• [GEGEVEN TEKST]

WEBLOG

 

 

donderdag 31 juli

Hondsdagen

De zomer zingt. Mensen kunnen alleen maar luisteren.
Ik zweet. De poes ligt lang en plat op de bank. Hij heeft meer haar dan ik maar draagt minder kleding.
Beneden mijn raam roept de buurvrouw: Chico, Chico. Chico is een hond. Hij wordt veel geroepen. Dat zijn ze zo gewend, de buurvrouw en hij.
Het meisje dat om de hoek woont gaf een me tip over een website. Als we met elkaar praten vergeet ik altijd naar haar te luisteren omdat ik zo geïntrigeerd ben door haar neus. Haar neus lijkt los op haar gezicht te zitten, alsof hij van klei is gemaakt. Ze heeft een nieuw hondje, Rocky. Ze had al een hondje, Rambo. Ze maakt zelf kleding, laatst nog een legergroene jurk.
De buurman staat op zijn balkon. Hij draait oude muziek en drinkt een biertje. Hij heeft de was gedaan, er hangen T-shirts aan de lijn. Zijn borsthaar is grijs en zijn zonnebril van goud.
In de lift kwam ik de vrouw die altijd sorry zegt tegen. Ik vind haar aardig. Ze zegt alleen heel vaak sorry, ook over dingen waar je echt geen sorry over hoeft te zeggen, ook tegen de hond. Dat laatste vind ik wel goed. Ik zeg soms ook sorry tegen de hond. Als het nodig is.
De moeder en zoon die altijd Dr Oetker pizza's eten zijn met vakantie.
De buurvrouw heeft haar kleinkinderen op bezoek.
In het trappenhuis is het koel.
De bovenbuurman timmert elke dag rond deze tijd. Het komt nooit af.

 

 

Scholletje

 

 

Zomer 2

Van iemand houden is het gevaarlijkste wat je kunt doen, dacht ik, maar misschien kwam dat omdat het zo warm was.

 

 

woensdag 30 juli

Afval

klik op de foto voor een vergroting

 

 

dinsdag 29 juli

Get & stay clean club

te Goes

 

 

De paardenmarkt

Er stapte een oudere vrouw in de bus. Een oudere man die op de stoel rechts voorin zat stond op zodat zij daar kon zitten. Hij hielp haar de hoge opstap op.

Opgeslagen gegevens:
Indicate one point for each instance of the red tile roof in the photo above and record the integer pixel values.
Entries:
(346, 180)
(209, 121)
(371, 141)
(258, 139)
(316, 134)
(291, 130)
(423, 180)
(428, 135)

• [OPDRACHT 1]
Welke namen van honden komen in het weblog voor? Noem ze allemaal.
• [OPDRACHT 2]
Geef uit het weblog de tekst tussen "Ik zweet. De" en "een legergroene jurk.", beide inbegrepen, letterlijk terug.

• [SCHRIFTELIJK ANTWOORD 1]
Chico, Rocky, Rambo

• [SCHRIFTELIJK ANTWOORD 2]
Ik zweet. De poes ligt lang en plat op de bank. Hij heeft meer haar dan ik maar draagt minder kleding.
Beneden mijn raam roept de buurvrouw: Chico, Chico. Chico is een hond. Hij wordt veel geroepen. Dat zijn ze zo gewend, de buurvrouw en hij.
Het meisje dat om de hoek woont gaf een me tip over een website. Als we met elkaar praten vergeet ik altijd naar haar te luisteren omdat ik zo geïntrigeerd ben door haar neus. Haar neus lijkt los op haar gezicht te zitten, alsof hij van klei is gemaakt. Ze heeft een nieuw hondje, Rocky. Ze had al een hondje, Rambo. Ze maakt zelf kleding, laatst nog een legergroene jurk.